◆ READING PASSAGE ◆

------------------------------------------------

While this is all well and good, where mangroves really earn their keep is by capturing and storing huge amounts of carbon. “Estimates suggest they can capture and store four to five times more than typical tropical forests,” she says. Given that one of the primary causes for sea level rise is rising temperatures due to rising carbon dioxide levels and other gases in the atmosphere, this carbon capture, or “blue carbon,” is vital. Blue carbon is a term for any carbon captured by the ocean or coastal ecosystems. “What they do is basically build up peat soil and that’s where a lot of the carbon is stored,” continues Dr Glasspool. This can remain stored for centuries. Peat soil is built using fallen leaves and other “breakdown materials.” As the peat builds up, so do the mangroves, giving them protection from slow sea level rise.
Mangroves don’t just protect coastlines. They also help the surrounding marine habitat by “cleaning” the water and it is for this reason that mangroves were planted around the perimeter of the pond in front of the new airport. “You may have run off from the land, and to some extent, they will filter that water before it goes out to the ocean,” says Dr Glasspool. “It might go out to the seagrasses and to the corals.”
- Wildlife Habitat
- Mangroves help the coral reefs thrive in another way too. “A lot of our reef fish will use them as a nursery area,” says Dr Glasspool. “That may be parrot fish, or snappers, even small groupers, so there’s lots of nutrition in them. Lots of things grow on the roots. They’re an important nursery area for juvenile fish.”
As well as juvenile fish, Bermuda’s mangroves provide food and protection for a mass of other sea and bird life including giant land crabs, land hermit crabs, mangrove oysters, young lobsters, upside-down jellyfish, yellow-crowned night herons, green herons and a number of migratory birds.
- Mangrove Decline
- Up until relatively recently, the number of mangrove forests around the world, including in Bermuda, had been in decline. Dr Glasspool estimates that Bermuda had around 62 acres of mangrove forests before human development began and by the year 2000, that was down to around 45 acres. Both human and natural factors are to blame for this reduction.
Human factors include boats and ocean trash as well as clearance to develop coastline before mangroves became protected. People have been known to tie up their boats among the mangroves to protect them during a hurricane, for example, but that boat will turn into a battering ram against the trees. Ocean trash also collects in the mangrove forests. “The really big ships’ ropes will come into Hungry Bay,” says Dr Glasspool. “I’ve seen them also in Blue Hole Park. That’s hugely destructive. It’s pounding against them.”
Despite their ability to provide some protection again storms, mangroves themselves have also fallen victim to hurricane damage. Hurricane Fabian damaged the natural rock barrier protecting Hungry Bay’s mangroves and took out most of the Blue Hole mangrove forest as well. Even though their peat system raises mangroves up, they are still vulnerable to sea level rise because of the way they absorb oxygen through their roots. If sea level rises too high, too quickly, the roots will be “drowned.”

------------------------------------------------

◆ WRITTEN EXERCISE A ◆
Name every kind of reef fish that the passage on mangroves says uses them as a nursery area.
The passage on mangroves has no connection to the records.

------------------------------------------------

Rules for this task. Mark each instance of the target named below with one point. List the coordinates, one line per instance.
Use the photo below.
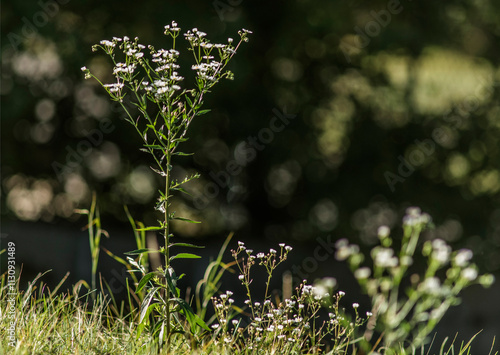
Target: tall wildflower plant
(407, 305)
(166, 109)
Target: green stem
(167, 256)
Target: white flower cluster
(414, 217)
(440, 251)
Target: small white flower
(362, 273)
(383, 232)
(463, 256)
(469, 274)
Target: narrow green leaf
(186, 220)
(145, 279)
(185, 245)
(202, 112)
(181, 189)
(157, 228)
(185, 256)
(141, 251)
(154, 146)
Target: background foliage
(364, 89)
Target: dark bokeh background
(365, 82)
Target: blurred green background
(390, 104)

------------------------------------------------

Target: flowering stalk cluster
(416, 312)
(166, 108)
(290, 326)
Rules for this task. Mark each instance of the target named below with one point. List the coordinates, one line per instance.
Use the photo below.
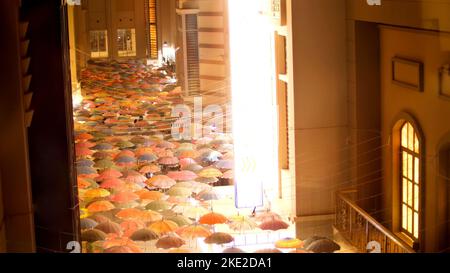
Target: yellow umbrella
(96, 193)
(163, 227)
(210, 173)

------------------------------------------------

◆ WRITTEN EXERCISE B ◆
Collect every line of the records that contains the string "background", treating uppercase and lowercase letters as different.

◆ SOLUTION A ◆
parrot fish, snappers, small groupers

◆ SOLUTION B ◆
Target: background foliage
Target: dark bokeh background
Target: blurred green background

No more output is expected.